Excerpt to read:
________________________________________

Test data – be careful what you ask for

Test data – be careful what you ask for

August 19, 2020 Off By David

By Nynke Hogeveen

When you ask for soda, you might get Fanta even though you prefer Coca-Cola. You don’t get exactly what you wanted, but you got soda – right? This is the same with test data. Initially testers or QA engineers may request ‘just 100 rows of test data’ to test an application. But later on they come across a data related defect because the data does not contain the edge case they were supposedly proving. So the whole thing was a waste of their test time. They needed Coca-Cola, not ‘just soda’. If they had asked for Coca-Cola right away, they all would have saved their selves a lot of time. In short: data related defects are a waste of your test time! It’s time to end this waste of time once and for all.

“Data related defects are a waste of your test time!”

Production-quality test data is key

Just getting 100 rows of generic data for your test is easy. But it will not give you a proper test result. That’s why testers prefer production-quality test data above all since it offers the most reliable test results. But how do you do that? You cannot just give them copies of production of course. Firstly, this data contains privacy sensitive information and secondly, you would get a huge storage problem. Imagine giving every dev, QA or test team a copy of 5 TB production data… Although using copies of production data for testing purposes is still common, it is also one of the biggest bottlenecks in testing processes. The privacy sensitiveness of the data and the total size cause, in most cases, a lot of trouble.

Test data as an accelerator

Instead of test data being a bottleneck in testing (containing privacy sensitive data and causing storage problems), it could (and should!) be an accelerator. When your test database is representative and quickly available (preferably automated), it will help speed up your testing processes (and the entire software development process). The key consideration in this is how to anonymize the database in a credible, usable manner and how to make it quickly available. The picture below shows that after masking and deploying the first database (Test Data Master), it can act as a source for subsequent copies within the lower environments.

________________________________________

Job A:
Write out every remark that the piece on test data sets in parentheses.

Stored items:
________________________________________

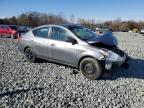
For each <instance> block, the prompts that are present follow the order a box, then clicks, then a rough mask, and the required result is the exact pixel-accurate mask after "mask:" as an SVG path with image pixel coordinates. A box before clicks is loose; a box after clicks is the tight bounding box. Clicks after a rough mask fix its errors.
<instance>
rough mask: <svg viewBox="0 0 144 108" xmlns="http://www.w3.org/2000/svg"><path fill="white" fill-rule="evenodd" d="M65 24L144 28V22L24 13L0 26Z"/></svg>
mask: <svg viewBox="0 0 144 108" xmlns="http://www.w3.org/2000/svg"><path fill="white" fill-rule="evenodd" d="M65 23H77V24H81V25H84V26H87V27H89V28H91V29H93V30H95V29H96V27H99V28H111V29H112V30H114V31H129V30H136V32H138V31H140V30H141V29H142V28H143V27H144V22H143V21H139V22H136V21H133V20H131V21H121V20H120V19H116V20H113V21H105V22H104V23H99V22H96V21H95V20H94V19H88V20H87V19H83V18H77V19H75V16H74V15H72V16H71V17H70V19H67V18H66V17H65V16H64V15H63V13H59V14H57V15H55V14H46V13H39V12H26V13H22V14H21V15H19V16H12V17H9V18H4V19H1V18H0V24H11V25H23V26H31V27H36V26H39V25H45V24H65Z"/></svg>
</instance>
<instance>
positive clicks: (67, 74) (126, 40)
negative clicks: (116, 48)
mask: <svg viewBox="0 0 144 108" xmlns="http://www.w3.org/2000/svg"><path fill="white" fill-rule="evenodd" d="M114 34H115V35H117V38H118V41H119V47H120V48H121V49H123V50H124V51H126V52H127V53H128V54H129V56H130V57H131V59H130V60H129V62H128V63H129V68H128V69H123V68H117V69H113V70H112V72H111V76H107V77H105V76H104V75H103V76H102V77H101V78H100V79H99V80H95V81H92V80H88V79H86V78H84V77H83V75H82V74H81V73H80V72H78V73H76V72H74V71H73V69H72V68H69V67H65V66H60V65H56V64H52V63H48V62H42V63H29V62H27V61H26V60H25V58H24V55H23V54H21V53H20V52H19V51H18V50H17V43H16V42H15V40H11V39H6V38H0V108H5V107H11V108H23V107H26V108H27V107H28V108H34V107H37V108H39V107H48V108H62V107H63V108H67V107H70V108H71V107H72V108H79V107H80V108H83V107H85V108H94V107H95V108H96V107H100V108H123V107H125V108H144V48H143V47H144V36H142V35H140V34H136V33H135V34H134V33H114Z"/></svg>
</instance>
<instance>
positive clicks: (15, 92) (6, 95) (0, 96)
mask: <svg viewBox="0 0 144 108" xmlns="http://www.w3.org/2000/svg"><path fill="white" fill-rule="evenodd" d="M43 89H44V88H31V89H30V88H29V89H22V90H15V91H7V92H4V93H0V97H4V96H10V97H11V96H12V95H14V94H20V93H26V92H29V91H35V90H36V91H37V90H39V91H40V92H41V91H42V90H43Z"/></svg>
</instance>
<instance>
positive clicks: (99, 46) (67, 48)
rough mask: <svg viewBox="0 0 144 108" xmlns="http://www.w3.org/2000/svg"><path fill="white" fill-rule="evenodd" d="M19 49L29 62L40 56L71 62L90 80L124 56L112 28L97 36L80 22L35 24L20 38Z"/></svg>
mask: <svg viewBox="0 0 144 108" xmlns="http://www.w3.org/2000/svg"><path fill="white" fill-rule="evenodd" d="M18 49H19V50H20V51H21V52H22V53H24V54H25V56H26V58H27V60H28V61H30V62H36V60H37V58H42V59H47V60H50V61H54V62H56V63H61V64H65V65H69V66H73V67H75V68H77V69H80V71H81V72H82V74H83V75H84V76H85V77H86V78H88V79H92V80H95V79H97V78H98V77H99V76H100V75H101V73H102V72H103V71H105V70H111V68H112V66H121V65H122V64H123V63H124V62H125V60H126V54H125V53H124V52H123V51H121V50H120V49H118V48H117V40H116V38H115V37H114V36H113V35H112V33H111V32H110V33H107V34H105V35H102V36H97V35H96V34H95V33H93V32H92V31H91V30H88V28H86V27H83V26H80V25H45V26H40V27H37V28H34V29H33V30H31V31H29V32H27V33H26V34H24V35H23V36H21V37H20V38H19V41H18Z"/></svg>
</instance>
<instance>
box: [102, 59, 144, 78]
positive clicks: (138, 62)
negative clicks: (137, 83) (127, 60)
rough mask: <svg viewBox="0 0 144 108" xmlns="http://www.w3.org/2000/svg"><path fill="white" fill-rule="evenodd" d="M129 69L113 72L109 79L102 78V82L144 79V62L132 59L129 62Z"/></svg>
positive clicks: (118, 70) (109, 75) (112, 70)
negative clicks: (132, 78)
mask: <svg viewBox="0 0 144 108" xmlns="http://www.w3.org/2000/svg"><path fill="white" fill-rule="evenodd" d="M127 63H128V65H129V66H128V67H127V68H124V67H119V68H114V69H112V70H111V73H110V75H108V76H107V77H103V76H102V77H101V78H100V80H116V79H118V78H136V79H144V60H143V59H134V58H130V59H129V60H128V61H127Z"/></svg>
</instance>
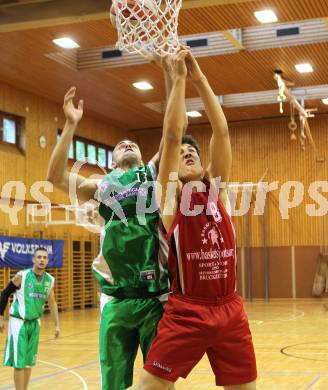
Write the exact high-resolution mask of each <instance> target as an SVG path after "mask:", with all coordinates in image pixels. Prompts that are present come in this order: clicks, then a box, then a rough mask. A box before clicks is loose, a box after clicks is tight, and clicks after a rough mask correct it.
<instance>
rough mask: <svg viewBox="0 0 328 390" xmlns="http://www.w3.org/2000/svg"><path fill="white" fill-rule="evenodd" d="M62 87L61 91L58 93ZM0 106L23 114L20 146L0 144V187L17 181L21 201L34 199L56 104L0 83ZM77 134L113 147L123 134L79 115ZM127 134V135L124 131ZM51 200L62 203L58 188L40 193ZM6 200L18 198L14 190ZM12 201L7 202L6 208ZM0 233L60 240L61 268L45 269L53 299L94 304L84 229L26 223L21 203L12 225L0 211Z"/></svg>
mask: <svg viewBox="0 0 328 390" xmlns="http://www.w3.org/2000/svg"><path fill="white" fill-rule="evenodd" d="M64 92H65V91H63V93H64ZM0 110H1V111H4V112H7V113H11V114H15V115H18V116H21V117H25V118H26V123H25V135H26V150H25V152H24V153H22V152H20V151H18V150H17V149H16V147H15V146H11V145H0V188H1V189H3V185H4V184H5V183H7V182H8V181H16V180H17V181H22V182H23V183H24V185H25V187H26V196H25V202H35V200H34V199H33V197H32V196H31V193H30V187H31V185H32V184H33V183H34V182H35V181H40V180H46V172H47V164H48V161H49V158H50V155H51V153H52V150H53V148H54V146H55V143H56V137H57V129H58V128H62V127H63V125H64V121H65V119H64V116H63V113H62V107H61V105H59V104H55V103H53V102H51V101H49V100H46V99H44V98H40V97H38V96H36V95H33V94H30V93H27V92H24V91H21V90H19V89H16V88H13V87H11V86H8V85H6V84H0ZM77 134H78V135H80V136H82V137H85V138H88V139H92V140H94V141H97V142H99V143H103V144H107V145H115V144H116V143H117V142H118V141H119V140H120V139H122V138H125V137H127V136H128V135H129V134H128V132H127V131H124V130H122V129H118V128H114V127H113V126H111V125H110V124H108V123H105V122H102V121H100V120H97V119H95V118H93V117H91V116H87V115H85V116H84V117H83V119H82V121H81V123H80V126H79V128H78V131H77ZM41 135H44V136H45V137H46V140H47V146H46V148H45V149H41V148H40V146H39V137H40V136H41ZM129 136H130V135H129ZM94 173H98V172H97V170H96V168H92V167H87V168H86V169H84V171H83V174H85V175H86V176H89V175H91V174H94ZM45 195H46V196H47V197H48V198H49V199H50V201H51V202H52V203H55V204H58V203H63V204H68V203H69V200H68V197H67V196H66V195H65V194H63V193H62V192H61V191H59V190H56V189H55V190H54V192H53V193H45ZM11 198H16V201H17V200H18V199H21V200H24V196H22V194H19V193H12V194H11ZM13 204H14V200H13V199H12V200H11V203H10V206H11V207H12V206H13ZM0 234H1V235H12V236H25V237H42V238H53V239H56V238H57V239H64V240H65V246H64V248H65V249H64V250H65V253H64V267H63V268H62V269H54V270H50V272H51V273H52V274H53V275H54V276H55V277H56V287H55V290H56V291H55V292H56V297H57V302H58V305H59V308H60V309H68V308H83V307H86V306H90V305H94V304H96V300H97V292H96V290H97V289H96V284H95V282H94V280H93V277H92V274H91V263H92V261H93V259H94V258H95V256H96V255H97V252H98V245H99V244H98V237H97V235H95V234H92V233H90V232H89V231H87V230H85V229H83V228H79V227H76V226H73V225H58V226H49V227H47V228H45V226H44V225H41V224H37V225H32V226H29V227H28V226H27V225H26V204H25V206H24V207H22V210H21V211H19V212H18V214H17V224H13V221H12V220H10V218H9V216H8V214H6V213H4V212H3V211H2V210H0ZM15 272H16V270H13V269H11V270H9V269H7V268H0V290H2V288H3V286H4V285H6V284H7V283H8V281H9V280H10V278H11V277H12V275H13V274H14V273H15Z"/></svg>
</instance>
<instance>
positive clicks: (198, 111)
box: [187, 111, 202, 118]
mask: <svg viewBox="0 0 328 390" xmlns="http://www.w3.org/2000/svg"><path fill="white" fill-rule="evenodd" d="M187 115H188V116H189V118H200V117H201V116H202V114H201V113H200V112H199V111H188V112H187Z"/></svg>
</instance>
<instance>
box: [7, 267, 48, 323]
mask: <svg viewBox="0 0 328 390" xmlns="http://www.w3.org/2000/svg"><path fill="white" fill-rule="evenodd" d="M20 273H21V275H22V283H21V286H20V288H19V289H18V290H16V292H15V295H14V300H13V303H12V305H11V307H10V315H11V316H12V317H16V318H21V319H23V320H35V319H38V318H40V317H41V316H42V314H43V308H44V305H45V303H46V302H47V300H48V295H49V292H50V290H51V289H52V288H53V286H54V282H55V278H54V277H53V276H51V275H49V274H48V273H47V272H45V273H44V274H43V276H42V278H41V279H40V280H38V279H37V277H36V275H35V274H34V272H33V270H32V269H27V270H24V271H21V272H20Z"/></svg>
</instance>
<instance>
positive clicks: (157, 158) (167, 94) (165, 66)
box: [151, 55, 188, 170]
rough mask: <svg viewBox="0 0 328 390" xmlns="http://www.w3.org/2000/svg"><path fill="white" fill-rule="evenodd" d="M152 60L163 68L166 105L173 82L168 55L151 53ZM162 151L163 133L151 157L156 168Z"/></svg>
mask: <svg viewBox="0 0 328 390" xmlns="http://www.w3.org/2000/svg"><path fill="white" fill-rule="evenodd" d="M153 62H154V63H155V64H156V65H157V66H159V67H160V68H161V69H162V70H163V75H164V83H165V99H166V105H167V104H168V101H169V97H170V94H171V91H172V86H173V82H174V80H173V74H172V67H171V64H170V61H169V57H168V56H165V57H160V56H158V55H153ZM187 126H188V118H187V115H185V125H184V127H185V129H186V128H187ZM162 151H163V134H162V138H161V142H160V145H159V148H158V152H157V153H156V154H155V156H154V157H153V158H152V159H151V161H152V162H153V163H154V164H155V166H156V168H157V170H158V168H159V162H160V159H161V157H162Z"/></svg>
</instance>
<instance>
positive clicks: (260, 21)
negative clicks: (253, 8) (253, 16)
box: [254, 9, 278, 23]
mask: <svg viewBox="0 0 328 390" xmlns="http://www.w3.org/2000/svg"><path fill="white" fill-rule="evenodd" d="M254 15H255V17H256V19H257V20H258V21H259V22H261V23H274V22H278V18H277V15H276V14H275V13H274V12H273V11H272V10H271V9H266V10H263V11H257V12H254Z"/></svg>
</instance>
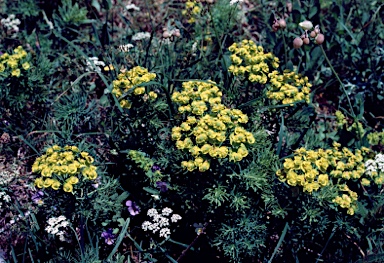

________________________________________

Job B:
Collect each line of the listing above that contains the word "negative".

Answer box A:
(containing privacy sensitive data and causing storage problems)
(and should!)
(preferably automated)
(and the entire software development process)
(Test Data Master)

Answer box B:
negative clicks: (116, 48)
negative clicks: (137, 83) (127, 60)
negative clicks: (132, 78)
negative clicks: (253, 8) (253, 16)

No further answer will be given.